**Records provided**
============================================================

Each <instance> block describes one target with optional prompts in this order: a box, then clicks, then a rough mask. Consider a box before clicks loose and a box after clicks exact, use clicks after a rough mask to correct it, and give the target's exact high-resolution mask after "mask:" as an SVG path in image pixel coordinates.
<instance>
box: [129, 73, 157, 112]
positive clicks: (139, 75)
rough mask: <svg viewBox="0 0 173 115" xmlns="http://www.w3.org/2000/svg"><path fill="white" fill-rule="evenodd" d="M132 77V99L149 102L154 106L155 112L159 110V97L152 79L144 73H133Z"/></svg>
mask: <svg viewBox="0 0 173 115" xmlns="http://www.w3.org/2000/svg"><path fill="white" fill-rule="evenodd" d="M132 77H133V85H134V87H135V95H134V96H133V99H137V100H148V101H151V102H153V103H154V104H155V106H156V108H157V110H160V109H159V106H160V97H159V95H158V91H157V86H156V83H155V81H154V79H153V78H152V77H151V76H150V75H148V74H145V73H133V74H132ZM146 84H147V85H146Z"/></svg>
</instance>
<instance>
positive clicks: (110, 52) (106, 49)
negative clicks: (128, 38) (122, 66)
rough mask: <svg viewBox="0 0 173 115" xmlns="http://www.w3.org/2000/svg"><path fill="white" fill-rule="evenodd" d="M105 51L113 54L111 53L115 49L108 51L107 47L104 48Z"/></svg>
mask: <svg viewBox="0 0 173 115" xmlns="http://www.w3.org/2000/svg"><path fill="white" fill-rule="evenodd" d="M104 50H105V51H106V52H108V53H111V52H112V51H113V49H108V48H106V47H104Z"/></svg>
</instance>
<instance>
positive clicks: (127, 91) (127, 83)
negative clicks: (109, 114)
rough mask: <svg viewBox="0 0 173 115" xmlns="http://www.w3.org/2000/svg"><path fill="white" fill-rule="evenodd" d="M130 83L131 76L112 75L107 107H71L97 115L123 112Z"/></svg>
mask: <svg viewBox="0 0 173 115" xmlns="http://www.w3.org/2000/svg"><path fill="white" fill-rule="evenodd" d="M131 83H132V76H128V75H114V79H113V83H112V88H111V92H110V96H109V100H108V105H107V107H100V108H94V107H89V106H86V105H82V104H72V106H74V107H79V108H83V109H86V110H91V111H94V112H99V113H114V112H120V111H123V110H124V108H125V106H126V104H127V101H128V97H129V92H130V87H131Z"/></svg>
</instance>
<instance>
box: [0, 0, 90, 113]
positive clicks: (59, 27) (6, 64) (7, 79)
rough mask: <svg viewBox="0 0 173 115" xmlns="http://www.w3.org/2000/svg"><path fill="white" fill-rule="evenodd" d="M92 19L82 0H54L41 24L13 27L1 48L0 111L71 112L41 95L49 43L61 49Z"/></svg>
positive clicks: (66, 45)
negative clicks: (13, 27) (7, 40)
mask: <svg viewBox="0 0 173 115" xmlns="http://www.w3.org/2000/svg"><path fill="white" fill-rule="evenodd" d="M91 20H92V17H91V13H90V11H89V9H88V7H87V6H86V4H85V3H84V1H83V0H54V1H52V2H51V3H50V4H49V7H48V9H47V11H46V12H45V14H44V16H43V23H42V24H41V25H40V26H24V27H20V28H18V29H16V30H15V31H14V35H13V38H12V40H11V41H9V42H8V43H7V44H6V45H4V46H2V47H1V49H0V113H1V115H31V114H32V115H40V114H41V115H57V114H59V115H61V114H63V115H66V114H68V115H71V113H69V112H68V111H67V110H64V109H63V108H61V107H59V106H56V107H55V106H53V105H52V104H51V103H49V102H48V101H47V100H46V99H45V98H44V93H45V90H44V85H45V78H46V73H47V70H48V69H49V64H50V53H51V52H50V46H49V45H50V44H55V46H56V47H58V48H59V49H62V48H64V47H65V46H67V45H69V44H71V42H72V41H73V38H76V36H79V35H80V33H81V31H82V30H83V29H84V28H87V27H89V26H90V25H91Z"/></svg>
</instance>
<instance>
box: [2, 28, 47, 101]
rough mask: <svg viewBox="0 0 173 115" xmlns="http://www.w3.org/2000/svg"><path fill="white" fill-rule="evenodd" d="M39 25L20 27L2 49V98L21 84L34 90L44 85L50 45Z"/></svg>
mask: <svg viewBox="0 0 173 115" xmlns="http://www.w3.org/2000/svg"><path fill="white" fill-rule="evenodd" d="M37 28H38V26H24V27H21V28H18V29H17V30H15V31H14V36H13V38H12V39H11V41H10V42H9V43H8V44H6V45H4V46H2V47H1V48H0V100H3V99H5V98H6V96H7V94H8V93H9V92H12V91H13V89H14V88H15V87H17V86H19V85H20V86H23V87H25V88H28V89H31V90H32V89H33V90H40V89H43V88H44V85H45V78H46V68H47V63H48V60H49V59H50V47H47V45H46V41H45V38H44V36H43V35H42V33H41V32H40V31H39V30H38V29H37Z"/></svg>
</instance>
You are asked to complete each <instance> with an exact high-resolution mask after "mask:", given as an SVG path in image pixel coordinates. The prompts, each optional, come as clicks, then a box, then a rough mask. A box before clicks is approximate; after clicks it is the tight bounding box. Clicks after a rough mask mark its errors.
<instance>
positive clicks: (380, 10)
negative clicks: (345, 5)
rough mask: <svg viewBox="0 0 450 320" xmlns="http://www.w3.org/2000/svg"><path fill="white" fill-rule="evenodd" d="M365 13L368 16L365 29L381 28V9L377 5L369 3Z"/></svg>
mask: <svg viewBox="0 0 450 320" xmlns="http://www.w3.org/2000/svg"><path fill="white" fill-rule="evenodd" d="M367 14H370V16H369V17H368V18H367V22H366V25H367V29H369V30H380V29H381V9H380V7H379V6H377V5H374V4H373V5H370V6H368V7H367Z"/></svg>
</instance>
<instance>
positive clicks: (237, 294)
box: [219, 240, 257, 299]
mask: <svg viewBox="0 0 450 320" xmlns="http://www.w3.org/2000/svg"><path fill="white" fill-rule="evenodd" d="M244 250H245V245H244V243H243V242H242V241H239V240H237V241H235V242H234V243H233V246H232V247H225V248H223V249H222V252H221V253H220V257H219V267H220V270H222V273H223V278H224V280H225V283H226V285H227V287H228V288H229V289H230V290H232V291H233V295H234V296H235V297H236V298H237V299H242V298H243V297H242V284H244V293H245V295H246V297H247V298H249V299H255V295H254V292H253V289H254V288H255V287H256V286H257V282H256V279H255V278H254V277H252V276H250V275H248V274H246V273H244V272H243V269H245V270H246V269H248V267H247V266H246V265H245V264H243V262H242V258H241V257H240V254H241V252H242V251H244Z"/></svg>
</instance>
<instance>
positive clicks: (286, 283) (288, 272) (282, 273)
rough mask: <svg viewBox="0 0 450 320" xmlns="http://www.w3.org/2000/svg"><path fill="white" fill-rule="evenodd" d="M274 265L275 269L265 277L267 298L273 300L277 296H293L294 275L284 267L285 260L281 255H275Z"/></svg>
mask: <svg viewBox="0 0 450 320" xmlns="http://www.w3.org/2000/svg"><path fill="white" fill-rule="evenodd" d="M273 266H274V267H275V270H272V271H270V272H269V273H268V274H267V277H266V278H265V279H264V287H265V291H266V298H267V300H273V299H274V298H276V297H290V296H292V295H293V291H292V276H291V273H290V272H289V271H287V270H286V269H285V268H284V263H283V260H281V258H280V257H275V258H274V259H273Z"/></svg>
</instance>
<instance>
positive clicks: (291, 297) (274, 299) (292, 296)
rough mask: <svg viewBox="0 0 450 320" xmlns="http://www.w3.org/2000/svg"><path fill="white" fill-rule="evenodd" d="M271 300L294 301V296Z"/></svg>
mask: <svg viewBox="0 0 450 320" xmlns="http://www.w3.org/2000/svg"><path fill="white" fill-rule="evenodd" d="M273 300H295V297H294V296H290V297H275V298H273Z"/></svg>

============================================================

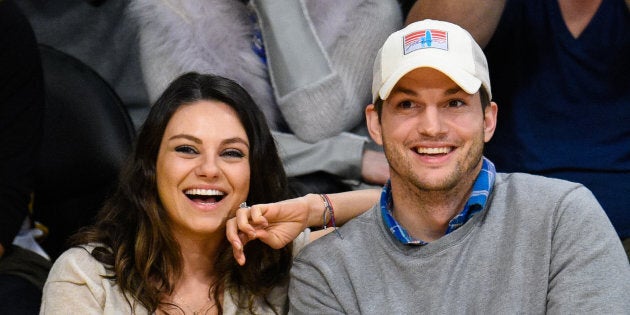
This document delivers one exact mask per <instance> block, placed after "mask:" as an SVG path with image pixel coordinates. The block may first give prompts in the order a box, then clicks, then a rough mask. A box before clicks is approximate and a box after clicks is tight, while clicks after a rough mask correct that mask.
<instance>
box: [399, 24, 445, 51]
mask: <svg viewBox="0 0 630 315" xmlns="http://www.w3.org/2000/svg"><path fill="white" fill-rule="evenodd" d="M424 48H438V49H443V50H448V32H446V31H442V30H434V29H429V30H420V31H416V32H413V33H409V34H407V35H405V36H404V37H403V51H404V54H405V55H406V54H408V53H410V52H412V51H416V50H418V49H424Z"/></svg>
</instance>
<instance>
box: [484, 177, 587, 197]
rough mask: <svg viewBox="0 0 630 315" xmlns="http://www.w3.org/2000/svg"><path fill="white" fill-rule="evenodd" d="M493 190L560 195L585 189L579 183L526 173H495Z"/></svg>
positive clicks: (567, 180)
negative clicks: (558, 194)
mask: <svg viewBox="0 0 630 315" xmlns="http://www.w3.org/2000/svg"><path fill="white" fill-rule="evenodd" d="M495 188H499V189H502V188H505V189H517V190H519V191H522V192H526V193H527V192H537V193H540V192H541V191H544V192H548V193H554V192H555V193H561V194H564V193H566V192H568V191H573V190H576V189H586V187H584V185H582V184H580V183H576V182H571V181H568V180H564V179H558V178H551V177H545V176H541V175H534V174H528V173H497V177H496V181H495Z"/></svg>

============================================================

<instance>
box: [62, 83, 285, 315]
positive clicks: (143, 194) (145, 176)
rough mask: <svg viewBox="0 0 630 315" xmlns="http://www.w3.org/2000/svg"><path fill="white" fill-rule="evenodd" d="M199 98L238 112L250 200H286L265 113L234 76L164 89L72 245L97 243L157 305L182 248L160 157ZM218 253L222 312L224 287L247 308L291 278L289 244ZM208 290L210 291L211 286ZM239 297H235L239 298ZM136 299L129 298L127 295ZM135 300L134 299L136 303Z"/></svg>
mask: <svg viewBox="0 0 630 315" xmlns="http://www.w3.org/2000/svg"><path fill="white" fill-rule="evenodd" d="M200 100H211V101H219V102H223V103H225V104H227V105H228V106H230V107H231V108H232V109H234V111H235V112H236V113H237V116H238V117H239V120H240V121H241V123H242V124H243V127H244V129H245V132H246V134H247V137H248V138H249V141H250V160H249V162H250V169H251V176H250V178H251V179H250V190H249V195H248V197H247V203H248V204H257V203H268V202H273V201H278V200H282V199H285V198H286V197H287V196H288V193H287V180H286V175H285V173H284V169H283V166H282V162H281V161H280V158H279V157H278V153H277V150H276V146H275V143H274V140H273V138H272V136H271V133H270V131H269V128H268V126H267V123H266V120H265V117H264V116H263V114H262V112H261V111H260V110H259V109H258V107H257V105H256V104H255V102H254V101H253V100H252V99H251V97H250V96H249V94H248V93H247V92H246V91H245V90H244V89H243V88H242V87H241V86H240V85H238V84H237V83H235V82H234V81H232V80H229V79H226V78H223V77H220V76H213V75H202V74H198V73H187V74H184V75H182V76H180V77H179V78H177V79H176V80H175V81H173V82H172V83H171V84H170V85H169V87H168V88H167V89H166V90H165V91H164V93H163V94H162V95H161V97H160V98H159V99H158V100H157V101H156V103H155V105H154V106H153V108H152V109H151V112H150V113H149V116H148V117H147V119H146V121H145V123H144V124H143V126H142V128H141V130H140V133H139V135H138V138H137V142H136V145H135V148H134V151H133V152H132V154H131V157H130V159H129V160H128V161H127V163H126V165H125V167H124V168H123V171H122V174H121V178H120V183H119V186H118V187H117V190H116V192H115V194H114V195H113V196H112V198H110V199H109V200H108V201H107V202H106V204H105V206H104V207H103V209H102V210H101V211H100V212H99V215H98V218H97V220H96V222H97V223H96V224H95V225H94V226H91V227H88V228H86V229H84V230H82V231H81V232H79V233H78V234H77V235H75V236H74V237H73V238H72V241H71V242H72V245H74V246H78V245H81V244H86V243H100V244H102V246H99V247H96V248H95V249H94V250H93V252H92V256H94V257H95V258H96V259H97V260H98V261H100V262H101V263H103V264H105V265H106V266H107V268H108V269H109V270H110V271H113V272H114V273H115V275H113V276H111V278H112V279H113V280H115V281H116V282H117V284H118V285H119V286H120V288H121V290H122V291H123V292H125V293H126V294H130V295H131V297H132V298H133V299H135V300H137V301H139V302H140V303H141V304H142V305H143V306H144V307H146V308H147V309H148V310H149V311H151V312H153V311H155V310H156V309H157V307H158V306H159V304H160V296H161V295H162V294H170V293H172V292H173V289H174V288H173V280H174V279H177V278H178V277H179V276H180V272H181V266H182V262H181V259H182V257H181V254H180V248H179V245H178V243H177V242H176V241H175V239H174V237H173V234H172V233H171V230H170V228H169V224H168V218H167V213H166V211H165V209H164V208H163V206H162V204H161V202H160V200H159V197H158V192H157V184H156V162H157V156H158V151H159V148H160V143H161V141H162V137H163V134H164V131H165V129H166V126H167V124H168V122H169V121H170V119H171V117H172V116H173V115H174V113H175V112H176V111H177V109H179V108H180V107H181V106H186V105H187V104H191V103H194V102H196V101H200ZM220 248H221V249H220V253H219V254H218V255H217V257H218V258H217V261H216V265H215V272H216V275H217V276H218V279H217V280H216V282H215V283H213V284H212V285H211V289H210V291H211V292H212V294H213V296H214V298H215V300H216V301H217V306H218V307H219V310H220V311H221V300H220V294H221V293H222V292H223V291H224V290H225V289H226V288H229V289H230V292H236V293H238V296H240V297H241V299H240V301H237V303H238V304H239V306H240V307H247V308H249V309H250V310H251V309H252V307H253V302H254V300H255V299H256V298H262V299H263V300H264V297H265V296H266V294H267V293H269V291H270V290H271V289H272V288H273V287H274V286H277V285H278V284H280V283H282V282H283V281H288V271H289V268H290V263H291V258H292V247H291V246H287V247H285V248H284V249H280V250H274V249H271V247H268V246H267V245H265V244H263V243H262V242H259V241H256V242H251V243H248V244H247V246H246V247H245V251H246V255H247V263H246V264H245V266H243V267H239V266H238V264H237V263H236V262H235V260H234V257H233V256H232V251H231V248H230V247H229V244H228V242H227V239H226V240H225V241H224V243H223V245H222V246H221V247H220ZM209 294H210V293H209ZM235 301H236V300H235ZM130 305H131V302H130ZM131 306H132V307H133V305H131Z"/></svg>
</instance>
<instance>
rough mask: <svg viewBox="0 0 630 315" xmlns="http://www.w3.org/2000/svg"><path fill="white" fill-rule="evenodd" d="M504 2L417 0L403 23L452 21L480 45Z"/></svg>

============================================================

**Activity**
The lines above from the one with "51L113 54L111 53L115" through the one with "positive clicks: (66, 45)" are to be duplicated exactly, ends included, with nothing added.

**Answer**
rough mask: <svg viewBox="0 0 173 115" xmlns="http://www.w3.org/2000/svg"><path fill="white" fill-rule="evenodd" d="M105 51L113 54L111 53L115 49L108 51L107 47L104 48Z"/></svg>
mask: <svg viewBox="0 0 173 115" xmlns="http://www.w3.org/2000/svg"><path fill="white" fill-rule="evenodd" d="M104 50H105V51H106V52H108V53H111V52H112V51H113V49H108V48H106V47H104Z"/></svg>
</instance>
<instance>
positive clicks: (127, 91) (127, 83)
negative clicks: (109, 114)
rough mask: <svg viewBox="0 0 173 115" xmlns="http://www.w3.org/2000/svg"><path fill="white" fill-rule="evenodd" d="M130 83L131 76L112 75L107 107H71L97 115L123 112Z"/></svg>
mask: <svg viewBox="0 0 173 115" xmlns="http://www.w3.org/2000/svg"><path fill="white" fill-rule="evenodd" d="M131 83H132V76H128V75H114V79H113V83H112V88H111V92H110V96H109V100H108V105H107V107H100V108H94V107H89V106H86V105H82V104H72V106H74V107H79V108H83V109H86V110H91V111H94V112H99V113H114V112H120V111H123V110H124V108H125V106H126V104H127V101H128V97H129V92H130V87H131Z"/></svg>
</instance>
<instance>
box: [0, 0, 90, 113]
positive clicks: (59, 27) (6, 64) (7, 79)
rough mask: <svg viewBox="0 0 173 115" xmlns="http://www.w3.org/2000/svg"><path fill="white" fill-rule="evenodd" d="M92 19L82 0H54L41 24L13 27L1 48L0 111L71 112L41 95L49 43L61 49Z"/></svg>
positive clicks: (66, 45)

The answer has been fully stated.